::: Source records :::

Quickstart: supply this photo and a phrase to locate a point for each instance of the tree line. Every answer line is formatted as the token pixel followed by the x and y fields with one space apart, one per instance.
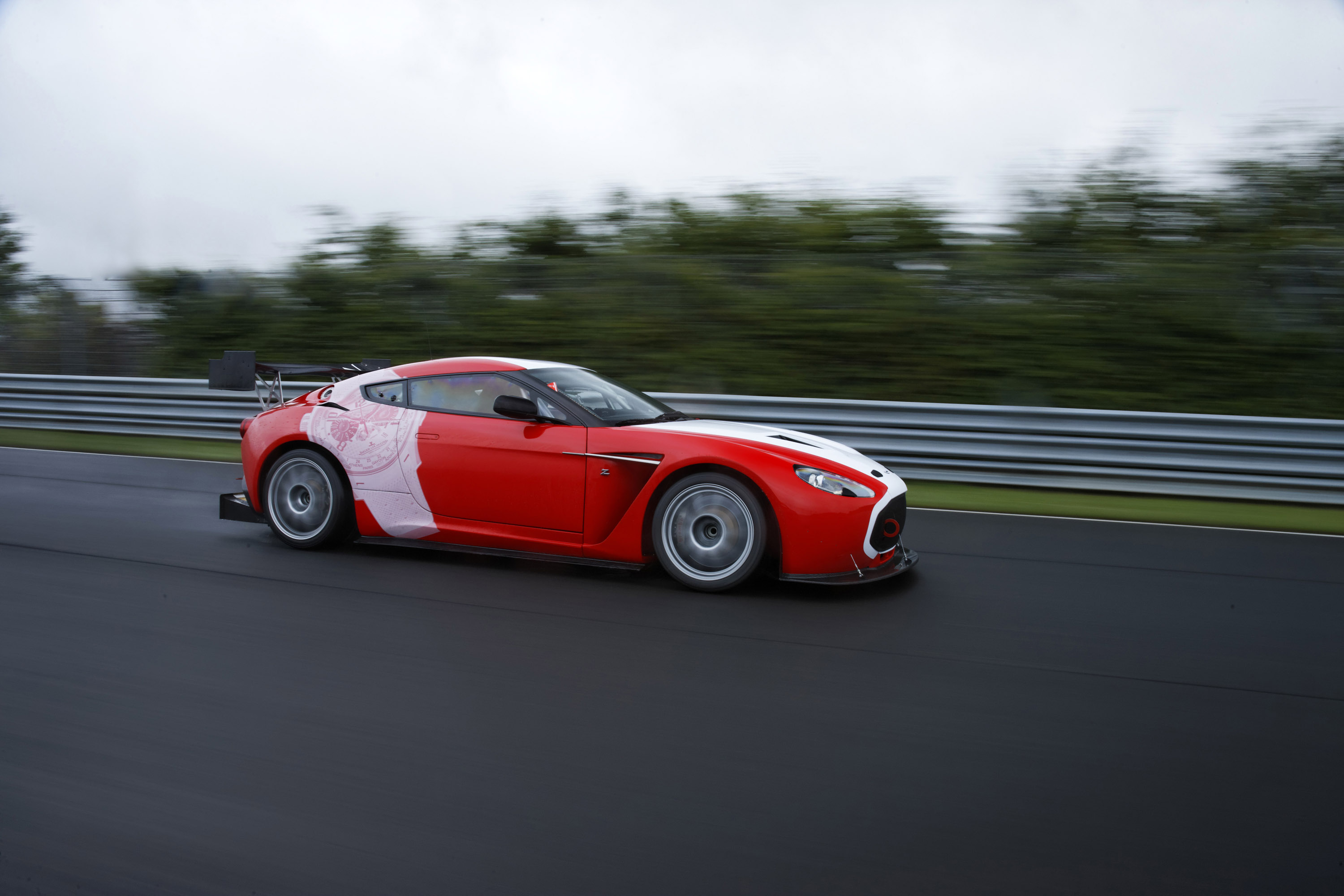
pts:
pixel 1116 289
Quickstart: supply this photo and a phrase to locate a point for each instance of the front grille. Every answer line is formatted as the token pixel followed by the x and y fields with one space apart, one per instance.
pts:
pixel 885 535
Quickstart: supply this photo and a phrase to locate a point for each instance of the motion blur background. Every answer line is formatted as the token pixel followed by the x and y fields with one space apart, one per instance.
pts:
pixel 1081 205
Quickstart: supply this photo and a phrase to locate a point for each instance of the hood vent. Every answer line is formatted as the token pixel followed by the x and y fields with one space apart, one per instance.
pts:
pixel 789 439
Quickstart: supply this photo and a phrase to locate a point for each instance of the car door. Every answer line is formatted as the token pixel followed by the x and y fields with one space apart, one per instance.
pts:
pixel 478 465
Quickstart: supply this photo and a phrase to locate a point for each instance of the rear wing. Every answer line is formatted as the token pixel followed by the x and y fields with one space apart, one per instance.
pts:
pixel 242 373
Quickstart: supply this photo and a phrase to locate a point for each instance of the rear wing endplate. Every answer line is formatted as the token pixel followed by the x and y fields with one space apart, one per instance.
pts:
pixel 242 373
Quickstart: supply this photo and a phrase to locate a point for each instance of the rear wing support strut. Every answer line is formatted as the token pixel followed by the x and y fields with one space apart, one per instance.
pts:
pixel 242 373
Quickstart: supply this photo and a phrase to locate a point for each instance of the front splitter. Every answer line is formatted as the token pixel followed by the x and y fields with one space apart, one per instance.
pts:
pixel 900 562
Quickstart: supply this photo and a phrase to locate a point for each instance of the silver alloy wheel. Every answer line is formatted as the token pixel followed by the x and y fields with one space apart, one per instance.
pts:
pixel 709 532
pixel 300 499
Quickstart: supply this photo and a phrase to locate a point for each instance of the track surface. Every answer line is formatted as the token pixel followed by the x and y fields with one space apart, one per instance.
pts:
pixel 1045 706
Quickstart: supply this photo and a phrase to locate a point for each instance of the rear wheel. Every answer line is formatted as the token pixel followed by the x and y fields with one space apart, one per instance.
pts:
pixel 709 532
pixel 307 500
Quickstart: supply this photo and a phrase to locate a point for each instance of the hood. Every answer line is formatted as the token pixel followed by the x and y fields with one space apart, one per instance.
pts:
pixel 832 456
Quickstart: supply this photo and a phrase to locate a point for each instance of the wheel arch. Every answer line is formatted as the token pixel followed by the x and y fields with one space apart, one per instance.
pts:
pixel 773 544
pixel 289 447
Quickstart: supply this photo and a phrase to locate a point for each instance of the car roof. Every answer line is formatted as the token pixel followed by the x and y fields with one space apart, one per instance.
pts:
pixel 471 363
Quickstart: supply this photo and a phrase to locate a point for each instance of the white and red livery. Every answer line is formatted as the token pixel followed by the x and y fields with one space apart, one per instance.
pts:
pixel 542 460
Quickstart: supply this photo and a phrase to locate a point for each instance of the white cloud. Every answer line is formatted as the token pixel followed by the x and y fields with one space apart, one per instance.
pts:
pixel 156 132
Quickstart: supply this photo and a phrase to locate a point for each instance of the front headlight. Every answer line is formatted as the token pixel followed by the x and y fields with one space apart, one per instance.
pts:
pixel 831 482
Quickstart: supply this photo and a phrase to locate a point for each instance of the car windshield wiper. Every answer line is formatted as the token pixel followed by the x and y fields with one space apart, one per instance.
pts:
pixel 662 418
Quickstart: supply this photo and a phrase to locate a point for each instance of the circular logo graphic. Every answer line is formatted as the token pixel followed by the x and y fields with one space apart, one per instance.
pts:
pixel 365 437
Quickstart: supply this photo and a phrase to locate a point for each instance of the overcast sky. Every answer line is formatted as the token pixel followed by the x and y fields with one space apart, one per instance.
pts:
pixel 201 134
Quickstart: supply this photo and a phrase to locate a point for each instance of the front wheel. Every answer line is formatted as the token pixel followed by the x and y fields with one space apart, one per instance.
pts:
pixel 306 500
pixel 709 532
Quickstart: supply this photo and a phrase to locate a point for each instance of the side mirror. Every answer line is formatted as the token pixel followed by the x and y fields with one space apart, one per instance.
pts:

:::

*Exercise*
Render everything from the line containing "the car roof." down to the line containing "pixel 471 363" in the records above, both ends included, as a Markdown table with the columns Row and Line, numbering each row and leaving out blank lines.

*The output*
| Row | Line |
|---|---|
| 1 | Quickstart: supply this photo and a phrase to locate a point for each instance of the car roof. Every answer line is formatted as the token pixel followed by the x and y fields with one space apart, one per instance. |
| 2 | pts: |
| 3 | pixel 471 363 |